When I first heard Matt Berry had an album out it was from a commenter somewhere below the line on The Guardian’s web site. As it was a suggestion for one of the albums of the year so far I took it for the knowing, ironic suggestion it surely had to be. I mean, really: Matt Berry? Dr Sanchez from Garth Merenghi’s Darkplace? The inheriting head of Reynholm Industries? The constant voice of Absolute Radio spots?

Dixon Bainbridge?

This reaction to the idea of Berry making actual music can’t be uncommon. As uncommon, I’d say, as the surprise and delight of listening for the first time and finding out that he’s the real deal. On Kill the Wolf he continues where earlier release Witchazel left off, to deliver an album of enchanting psych-folk, cut through with a little prog and a pinch of lyrical oddness. Just a pinch, mind, and it’s a sense of otherness well in keeping with the albums moods and themes.

Kill The Wolf radiates lingering sinisterness. Word associate to its lighter moments and you might think of summer fayre, maypoles and quaint rural custom, but as the sun dips down these are replaced by bonfires and the black cloak of night. It’s a very pagan darkness; a new soundtrack for The Wicker Man, filtered through the smoky gauze of Matt Berry’s mind.

As he himself describes it, the album is about:

the devil and the saint inside us all, and how hard we try to let the best man win, whomever you may consider that to be.

It’s a theme made explicit on the atypically poppy Devil Inside Me:

All that I could be

Is all that I’ll never be

Obsessed with this journey

Of houses and money

With nothing to play for

Where no one looks at me

That’s all I need when the devil’s inside me

Along with Devil Inside Me, the other singalong pop moment on the album is Medicine, featuring a guest spot from ex-Bluetone Mark Morriss. Here, to keep the off-beat flag flying, Berry has a stab at rhyming medicine with venison. Amazingly, it works pretty well in the context of the track, one of the more openly playful moments on Kill The Wolf.

* _RECORD SET_:

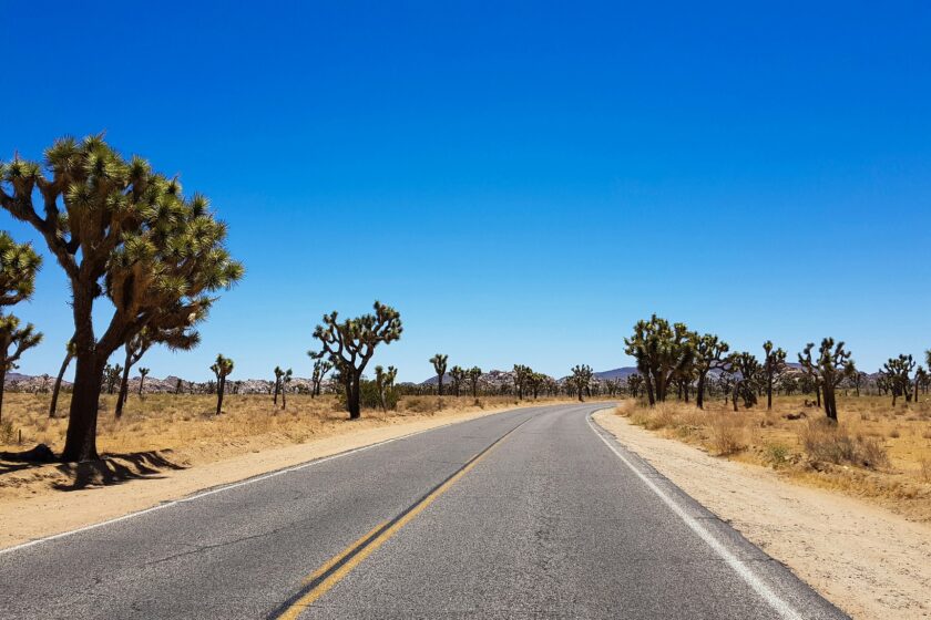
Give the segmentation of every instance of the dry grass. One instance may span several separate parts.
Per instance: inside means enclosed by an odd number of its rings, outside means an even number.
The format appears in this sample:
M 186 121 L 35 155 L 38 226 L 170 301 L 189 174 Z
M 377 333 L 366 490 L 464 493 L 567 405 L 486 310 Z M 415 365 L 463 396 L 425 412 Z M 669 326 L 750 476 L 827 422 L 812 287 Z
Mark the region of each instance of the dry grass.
...
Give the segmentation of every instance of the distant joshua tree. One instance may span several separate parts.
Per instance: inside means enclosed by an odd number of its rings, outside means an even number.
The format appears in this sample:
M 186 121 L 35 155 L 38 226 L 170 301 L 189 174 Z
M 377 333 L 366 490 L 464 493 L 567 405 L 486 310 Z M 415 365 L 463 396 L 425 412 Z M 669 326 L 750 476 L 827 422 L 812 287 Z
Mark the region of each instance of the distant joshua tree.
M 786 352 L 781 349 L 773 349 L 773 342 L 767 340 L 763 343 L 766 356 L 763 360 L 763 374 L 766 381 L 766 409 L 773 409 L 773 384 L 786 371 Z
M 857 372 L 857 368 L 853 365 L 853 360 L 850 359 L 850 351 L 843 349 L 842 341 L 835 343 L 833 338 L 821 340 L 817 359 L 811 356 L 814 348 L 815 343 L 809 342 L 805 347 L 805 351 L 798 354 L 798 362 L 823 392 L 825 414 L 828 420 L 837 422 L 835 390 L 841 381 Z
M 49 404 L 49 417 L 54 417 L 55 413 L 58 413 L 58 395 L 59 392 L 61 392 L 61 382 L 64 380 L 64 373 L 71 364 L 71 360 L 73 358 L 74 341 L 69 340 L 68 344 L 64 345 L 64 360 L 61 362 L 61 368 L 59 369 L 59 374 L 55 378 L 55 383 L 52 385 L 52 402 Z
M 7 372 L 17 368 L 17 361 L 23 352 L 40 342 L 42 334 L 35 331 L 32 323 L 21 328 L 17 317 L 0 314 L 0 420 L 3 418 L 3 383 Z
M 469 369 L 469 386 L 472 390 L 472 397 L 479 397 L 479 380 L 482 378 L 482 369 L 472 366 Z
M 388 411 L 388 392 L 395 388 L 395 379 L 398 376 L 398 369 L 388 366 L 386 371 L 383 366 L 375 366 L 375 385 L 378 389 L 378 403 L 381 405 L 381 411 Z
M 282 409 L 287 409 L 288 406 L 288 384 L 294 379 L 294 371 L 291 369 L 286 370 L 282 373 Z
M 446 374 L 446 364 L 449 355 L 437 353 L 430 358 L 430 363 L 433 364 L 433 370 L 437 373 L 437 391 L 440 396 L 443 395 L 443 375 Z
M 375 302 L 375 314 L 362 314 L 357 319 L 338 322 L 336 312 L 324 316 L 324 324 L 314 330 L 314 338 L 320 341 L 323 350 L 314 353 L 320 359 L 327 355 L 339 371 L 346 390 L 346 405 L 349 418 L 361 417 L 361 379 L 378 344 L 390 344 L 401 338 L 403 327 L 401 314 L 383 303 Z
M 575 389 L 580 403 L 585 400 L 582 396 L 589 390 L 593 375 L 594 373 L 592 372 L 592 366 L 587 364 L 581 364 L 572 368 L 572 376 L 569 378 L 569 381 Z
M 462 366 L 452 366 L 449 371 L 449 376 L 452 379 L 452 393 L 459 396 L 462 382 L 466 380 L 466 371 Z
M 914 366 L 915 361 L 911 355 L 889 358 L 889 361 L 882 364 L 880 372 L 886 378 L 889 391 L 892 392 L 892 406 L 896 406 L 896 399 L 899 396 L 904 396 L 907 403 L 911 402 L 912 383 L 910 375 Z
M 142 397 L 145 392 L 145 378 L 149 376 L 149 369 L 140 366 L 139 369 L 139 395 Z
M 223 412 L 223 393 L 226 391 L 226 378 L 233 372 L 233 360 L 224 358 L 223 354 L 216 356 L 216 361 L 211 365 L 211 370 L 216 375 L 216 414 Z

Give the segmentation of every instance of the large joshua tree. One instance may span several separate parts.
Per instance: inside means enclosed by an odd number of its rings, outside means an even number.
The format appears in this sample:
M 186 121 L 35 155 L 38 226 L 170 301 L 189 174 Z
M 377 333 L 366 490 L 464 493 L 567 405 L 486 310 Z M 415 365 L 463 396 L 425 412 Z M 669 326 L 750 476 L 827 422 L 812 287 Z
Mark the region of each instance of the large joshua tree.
---
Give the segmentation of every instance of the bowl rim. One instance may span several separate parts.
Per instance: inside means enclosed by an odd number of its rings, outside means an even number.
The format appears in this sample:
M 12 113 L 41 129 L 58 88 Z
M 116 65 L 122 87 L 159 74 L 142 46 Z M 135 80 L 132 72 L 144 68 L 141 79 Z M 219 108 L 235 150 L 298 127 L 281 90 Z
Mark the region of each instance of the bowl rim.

* _EXERCISE REQUIREMENTS_: Can you continue the Matt Berry album review from where it stops, in the same voice?

* _ANSWER BELOW_:
Elsewhere there are two instrumentals - Wolf Quartet and Village Dance, the latter taking its melodic cue from another song on the album, October Sun, while opening track Gather Up is a herbal chant with flute. If that doesn’t grab you, there’s Solstice, the album’s center-piece, and nine and a half minutes charting the shortest day to the longest. Inspired in part by multi-instrumentalist Mike Oldfield (with a few exceptions, Berry plays all the instruments on Kill The Wolf), it’s a musical journey from folk to the excesses of psych-rock.

Solstice probably isn’t for everyone. Knock Knock and Bonfire, on the other hand, both show a remarkable lightness of touch and deserve an audience far wider than either are likely to find appearing two thirds of the way through an album by someone far better known for a comically exaggerated acting style. You can, and you should, fix this.

What’s in it for you? I don’t know. A kit-kat?